À FAIRE: Recopiez en entier, à l'identique, le texte ci-dessous sur le vieillissement en Asie.

TEXTE PRÉSENTÉ:
━━━━━━━━━━━━━━━━━━━━

Economie
Expert – Le Poids de l’Asie

 

L’Asie qui vieillit

Photographie d'un rassemblement de personnes agées
Personnes âgées lors d’un spectacle au Modern Filial Piety Culture Museum à Qionglai, dans la province du Sichuan en Chine, le 2 février 2015. (Crédit : STR / AFP)
Dans les années 1960, des auteurs ont agité le spectre de l’explosion de « la bombe P » (pour population) trente ans plus tard, la « bombe V » (pour vieillissement) suscite de nouvelles frayeurs: un article publié en 1999, présente le vieillissement comme plus grave que les armes chimiques, la prolifération nucléaire ou les conflits ethniques.

━━━━━━━━━━━━━━━━━━━━

INFORMATIONS FOURNIES:
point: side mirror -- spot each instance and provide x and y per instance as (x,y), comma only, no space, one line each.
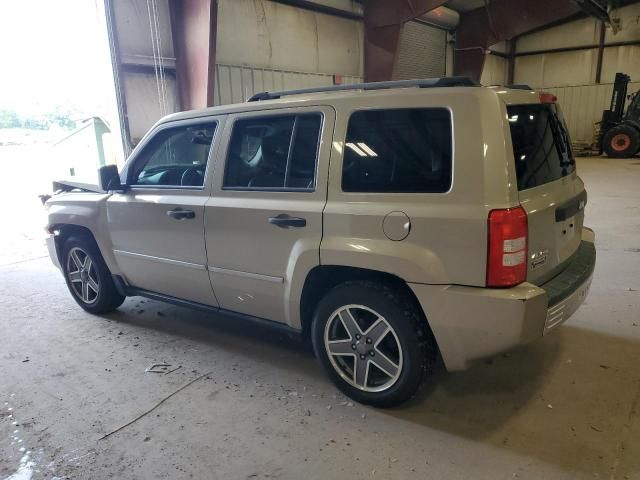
(110,179)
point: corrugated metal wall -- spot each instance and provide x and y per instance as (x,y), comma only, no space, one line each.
(421,52)
(234,83)
(583,105)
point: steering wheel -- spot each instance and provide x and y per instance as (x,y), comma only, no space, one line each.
(192,176)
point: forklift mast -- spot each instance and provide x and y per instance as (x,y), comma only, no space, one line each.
(618,98)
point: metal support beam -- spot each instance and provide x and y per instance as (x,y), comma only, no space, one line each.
(194,30)
(502,20)
(383,21)
(318,7)
(511,65)
(600,52)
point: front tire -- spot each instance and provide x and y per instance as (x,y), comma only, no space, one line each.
(372,342)
(88,277)
(622,141)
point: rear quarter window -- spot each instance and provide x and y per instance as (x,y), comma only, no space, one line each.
(398,150)
(541,144)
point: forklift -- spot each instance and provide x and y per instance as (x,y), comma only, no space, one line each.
(619,131)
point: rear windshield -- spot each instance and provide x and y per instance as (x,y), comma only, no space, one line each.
(541,144)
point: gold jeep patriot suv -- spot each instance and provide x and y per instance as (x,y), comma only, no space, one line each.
(388,222)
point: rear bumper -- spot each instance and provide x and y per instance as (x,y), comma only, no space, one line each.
(470,323)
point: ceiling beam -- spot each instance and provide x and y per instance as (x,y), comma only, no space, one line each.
(502,20)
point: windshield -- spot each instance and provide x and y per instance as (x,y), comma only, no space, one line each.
(541,144)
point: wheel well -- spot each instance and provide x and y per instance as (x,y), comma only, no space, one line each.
(325,277)
(64,231)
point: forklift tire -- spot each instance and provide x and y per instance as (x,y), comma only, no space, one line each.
(622,141)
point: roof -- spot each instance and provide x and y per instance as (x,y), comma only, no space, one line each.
(314,96)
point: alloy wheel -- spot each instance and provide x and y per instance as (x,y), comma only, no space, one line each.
(363,348)
(83,276)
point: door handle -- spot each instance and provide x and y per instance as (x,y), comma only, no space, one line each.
(180,214)
(285,221)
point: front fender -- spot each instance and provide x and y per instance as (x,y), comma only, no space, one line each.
(85,210)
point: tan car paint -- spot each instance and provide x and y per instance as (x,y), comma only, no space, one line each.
(259,269)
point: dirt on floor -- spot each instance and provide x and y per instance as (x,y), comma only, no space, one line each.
(229,401)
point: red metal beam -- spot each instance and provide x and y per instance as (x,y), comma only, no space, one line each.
(502,20)
(383,21)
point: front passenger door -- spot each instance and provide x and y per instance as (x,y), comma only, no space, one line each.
(157,225)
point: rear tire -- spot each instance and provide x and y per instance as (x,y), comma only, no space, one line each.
(622,141)
(381,356)
(88,277)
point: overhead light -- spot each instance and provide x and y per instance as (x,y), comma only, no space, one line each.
(366,148)
(356,149)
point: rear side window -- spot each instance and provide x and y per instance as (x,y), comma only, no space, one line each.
(541,144)
(398,150)
(273,153)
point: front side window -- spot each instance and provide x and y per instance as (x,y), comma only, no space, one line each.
(398,150)
(273,152)
(174,157)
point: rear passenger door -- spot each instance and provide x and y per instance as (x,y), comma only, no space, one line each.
(264,220)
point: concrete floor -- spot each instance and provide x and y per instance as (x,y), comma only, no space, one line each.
(563,407)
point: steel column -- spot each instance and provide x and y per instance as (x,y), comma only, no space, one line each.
(194,30)
(383,20)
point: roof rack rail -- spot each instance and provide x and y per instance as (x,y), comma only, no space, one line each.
(420,83)
(519,86)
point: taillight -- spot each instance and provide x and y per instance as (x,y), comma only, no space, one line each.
(507,251)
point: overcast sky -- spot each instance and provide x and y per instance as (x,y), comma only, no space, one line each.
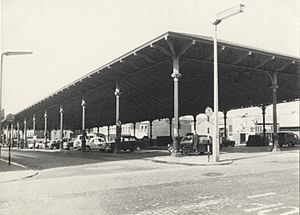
(70,38)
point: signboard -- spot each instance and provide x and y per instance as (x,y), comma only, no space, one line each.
(208,112)
(118,123)
(10,118)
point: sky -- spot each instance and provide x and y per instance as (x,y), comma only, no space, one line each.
(70,38)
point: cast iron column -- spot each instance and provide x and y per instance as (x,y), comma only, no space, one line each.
(225,124)
(118,121)
(263,108)
(18,135)
(216,134)
(25,134)
(176,75)
(83,104)
(33,128)
(45,127)
(170,123)
(275,146)
(150,131)
(195,122)
(61,111)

━━━━━━━━━━━━━━━━━━━━

VOTRE RÉPONSE:
Economie
Expert – Le Poids de l’Asie

 

L’Asie qui vieillit

Photographie d'un rassemblement de personnes agées
Personnes âgées lors d’un spectacle au Modern Filial Piety Culture Museum à Qionglai, dans la province du Sichuan en Chine, le 2 février 2015. (Crédit : STR / AFP)
Dans les années 1960, des auteurs ont agité le spectre de l’explosion de « la bombe P » (pour population) trente ans plus tard, la « bombe V » (pour vieillissement) suscite de nouvelles frayeurs: un article publié en 1999, présente le vieillissement comme plus grave que les armes chimiques, la prolifération nucléaire ou les conflits ethniques.